List each line below that contains the word "green".

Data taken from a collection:
----------
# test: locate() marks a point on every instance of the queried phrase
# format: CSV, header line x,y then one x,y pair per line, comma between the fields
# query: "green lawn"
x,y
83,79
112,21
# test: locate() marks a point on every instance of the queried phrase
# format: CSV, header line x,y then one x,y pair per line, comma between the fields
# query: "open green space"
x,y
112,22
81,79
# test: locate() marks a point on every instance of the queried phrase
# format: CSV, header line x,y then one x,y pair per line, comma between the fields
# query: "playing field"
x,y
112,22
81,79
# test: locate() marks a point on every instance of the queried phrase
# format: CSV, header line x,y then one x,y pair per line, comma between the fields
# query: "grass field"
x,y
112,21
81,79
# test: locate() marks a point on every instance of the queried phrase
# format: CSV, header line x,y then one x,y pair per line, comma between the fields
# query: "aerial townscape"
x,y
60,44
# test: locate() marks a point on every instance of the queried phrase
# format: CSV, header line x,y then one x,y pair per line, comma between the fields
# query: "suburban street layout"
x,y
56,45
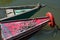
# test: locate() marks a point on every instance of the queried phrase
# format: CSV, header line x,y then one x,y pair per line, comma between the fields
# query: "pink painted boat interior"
x,y
15,27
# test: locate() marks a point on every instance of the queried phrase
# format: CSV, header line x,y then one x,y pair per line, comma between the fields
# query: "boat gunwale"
x,y
24,19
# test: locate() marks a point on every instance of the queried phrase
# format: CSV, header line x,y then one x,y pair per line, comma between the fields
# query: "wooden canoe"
x,y
17,12
12,30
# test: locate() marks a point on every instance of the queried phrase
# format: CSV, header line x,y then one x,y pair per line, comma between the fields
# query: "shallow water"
x,y
52,5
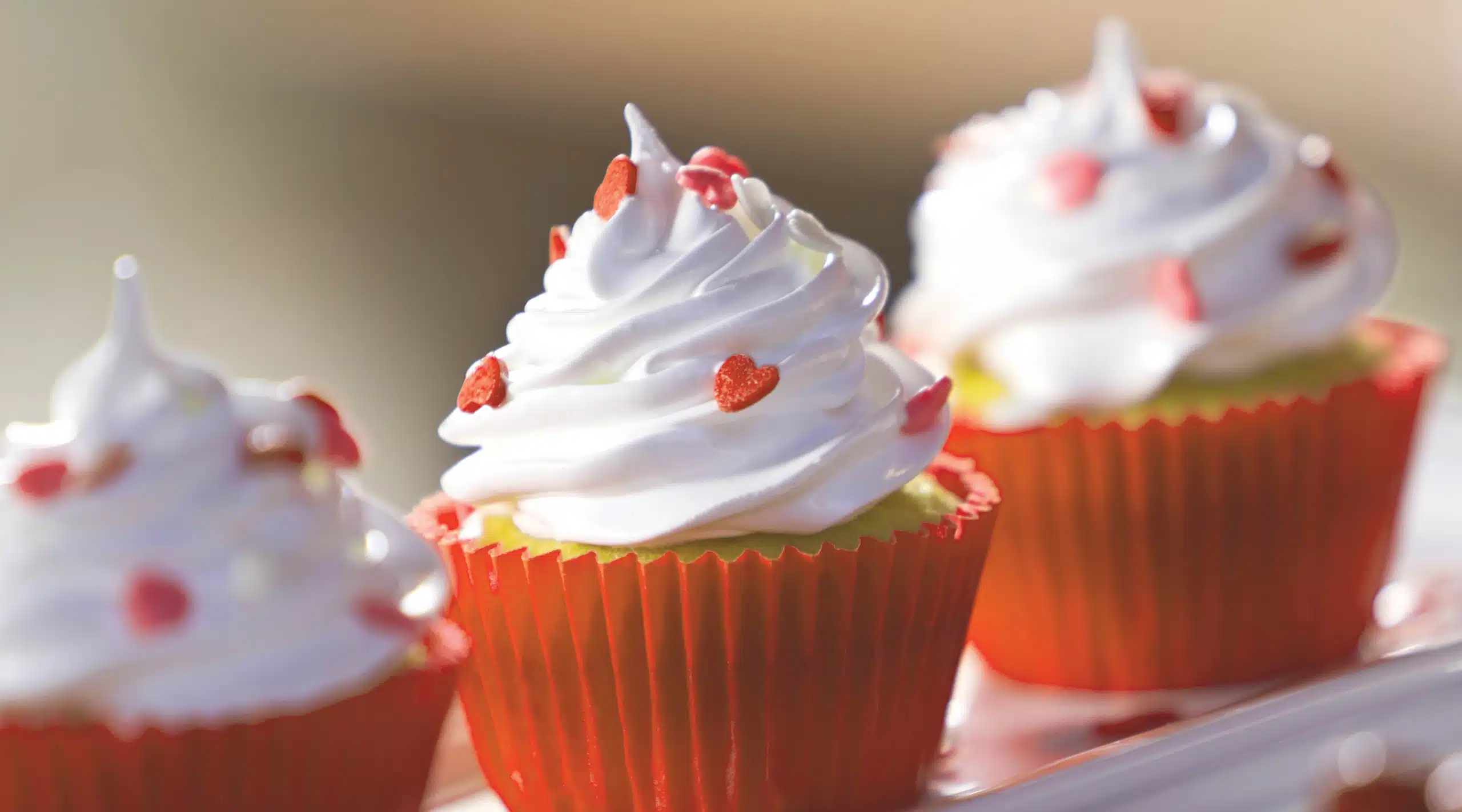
----------
**Finished exercise:**
# query: "green lawn"
# query: "open green space"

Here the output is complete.